[Stated goal]: Find each line in the records that contains the string "dirt" and copy those lines out. Case counts.

[Rows]:
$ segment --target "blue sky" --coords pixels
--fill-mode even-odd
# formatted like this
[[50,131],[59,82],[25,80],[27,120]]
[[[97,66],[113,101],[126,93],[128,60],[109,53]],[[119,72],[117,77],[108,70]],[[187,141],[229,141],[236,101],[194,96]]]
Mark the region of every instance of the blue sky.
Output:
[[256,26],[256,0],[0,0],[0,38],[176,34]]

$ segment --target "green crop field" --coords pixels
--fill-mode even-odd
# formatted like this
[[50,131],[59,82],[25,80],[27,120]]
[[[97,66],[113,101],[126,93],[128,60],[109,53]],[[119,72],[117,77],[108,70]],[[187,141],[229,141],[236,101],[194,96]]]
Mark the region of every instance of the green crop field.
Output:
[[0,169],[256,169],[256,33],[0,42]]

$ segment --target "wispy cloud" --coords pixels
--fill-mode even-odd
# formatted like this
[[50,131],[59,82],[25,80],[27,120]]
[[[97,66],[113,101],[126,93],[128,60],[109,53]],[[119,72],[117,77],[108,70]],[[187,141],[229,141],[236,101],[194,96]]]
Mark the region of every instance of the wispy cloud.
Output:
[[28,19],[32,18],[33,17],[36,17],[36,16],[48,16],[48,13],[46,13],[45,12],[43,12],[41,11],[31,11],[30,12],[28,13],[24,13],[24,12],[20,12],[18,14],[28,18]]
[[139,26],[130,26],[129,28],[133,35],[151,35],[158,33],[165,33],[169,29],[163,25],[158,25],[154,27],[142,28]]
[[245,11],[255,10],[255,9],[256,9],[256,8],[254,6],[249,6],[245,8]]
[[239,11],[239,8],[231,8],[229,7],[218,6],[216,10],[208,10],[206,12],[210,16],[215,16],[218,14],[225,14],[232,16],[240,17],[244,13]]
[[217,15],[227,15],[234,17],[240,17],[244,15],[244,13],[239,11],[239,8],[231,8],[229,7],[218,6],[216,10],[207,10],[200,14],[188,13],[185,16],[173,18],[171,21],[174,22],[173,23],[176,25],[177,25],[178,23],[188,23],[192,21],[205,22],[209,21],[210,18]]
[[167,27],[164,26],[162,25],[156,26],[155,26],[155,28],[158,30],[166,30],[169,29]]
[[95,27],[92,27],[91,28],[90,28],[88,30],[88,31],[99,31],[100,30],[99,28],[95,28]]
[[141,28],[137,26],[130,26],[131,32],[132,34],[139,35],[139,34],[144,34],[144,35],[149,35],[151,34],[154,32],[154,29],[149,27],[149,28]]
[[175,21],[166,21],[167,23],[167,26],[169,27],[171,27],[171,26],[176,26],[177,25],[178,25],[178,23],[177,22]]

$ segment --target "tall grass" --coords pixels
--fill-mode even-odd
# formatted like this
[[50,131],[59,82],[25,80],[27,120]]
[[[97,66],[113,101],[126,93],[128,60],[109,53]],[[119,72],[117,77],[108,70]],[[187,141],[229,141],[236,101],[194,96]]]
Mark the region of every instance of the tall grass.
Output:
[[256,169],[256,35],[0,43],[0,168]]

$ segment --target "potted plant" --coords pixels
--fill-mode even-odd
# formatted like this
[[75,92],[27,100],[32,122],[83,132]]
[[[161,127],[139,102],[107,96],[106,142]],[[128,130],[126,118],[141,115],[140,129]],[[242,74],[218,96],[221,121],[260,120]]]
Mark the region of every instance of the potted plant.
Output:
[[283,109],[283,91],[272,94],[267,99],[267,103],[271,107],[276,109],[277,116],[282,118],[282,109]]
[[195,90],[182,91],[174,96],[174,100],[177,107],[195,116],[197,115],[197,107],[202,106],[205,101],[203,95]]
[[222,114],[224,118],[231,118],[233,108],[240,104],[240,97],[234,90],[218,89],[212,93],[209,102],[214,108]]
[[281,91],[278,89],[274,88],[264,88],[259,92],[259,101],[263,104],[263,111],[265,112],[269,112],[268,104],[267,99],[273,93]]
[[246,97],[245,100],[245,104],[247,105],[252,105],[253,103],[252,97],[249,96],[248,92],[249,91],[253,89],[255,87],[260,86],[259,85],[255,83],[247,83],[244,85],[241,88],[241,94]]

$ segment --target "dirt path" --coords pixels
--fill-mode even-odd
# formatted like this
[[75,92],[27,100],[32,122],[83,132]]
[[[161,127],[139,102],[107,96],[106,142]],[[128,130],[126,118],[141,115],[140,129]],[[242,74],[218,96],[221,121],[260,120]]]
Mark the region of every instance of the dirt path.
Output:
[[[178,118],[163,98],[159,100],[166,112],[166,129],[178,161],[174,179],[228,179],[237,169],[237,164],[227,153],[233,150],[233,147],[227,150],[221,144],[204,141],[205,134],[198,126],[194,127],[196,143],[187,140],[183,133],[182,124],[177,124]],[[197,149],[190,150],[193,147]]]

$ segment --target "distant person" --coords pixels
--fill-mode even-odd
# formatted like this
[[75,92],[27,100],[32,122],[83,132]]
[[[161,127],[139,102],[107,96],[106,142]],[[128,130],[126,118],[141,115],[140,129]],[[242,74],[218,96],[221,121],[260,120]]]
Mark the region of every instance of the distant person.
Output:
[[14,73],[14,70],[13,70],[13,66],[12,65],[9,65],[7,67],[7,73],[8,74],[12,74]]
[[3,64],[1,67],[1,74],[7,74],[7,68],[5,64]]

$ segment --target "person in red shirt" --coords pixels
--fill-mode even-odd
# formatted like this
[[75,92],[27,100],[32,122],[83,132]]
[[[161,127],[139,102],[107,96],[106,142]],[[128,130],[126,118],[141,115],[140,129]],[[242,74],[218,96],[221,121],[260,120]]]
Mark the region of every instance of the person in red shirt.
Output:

[Task result]:
$ segment --target "dirt path" --coords pixels
Mark the region of every instance of the dirt path.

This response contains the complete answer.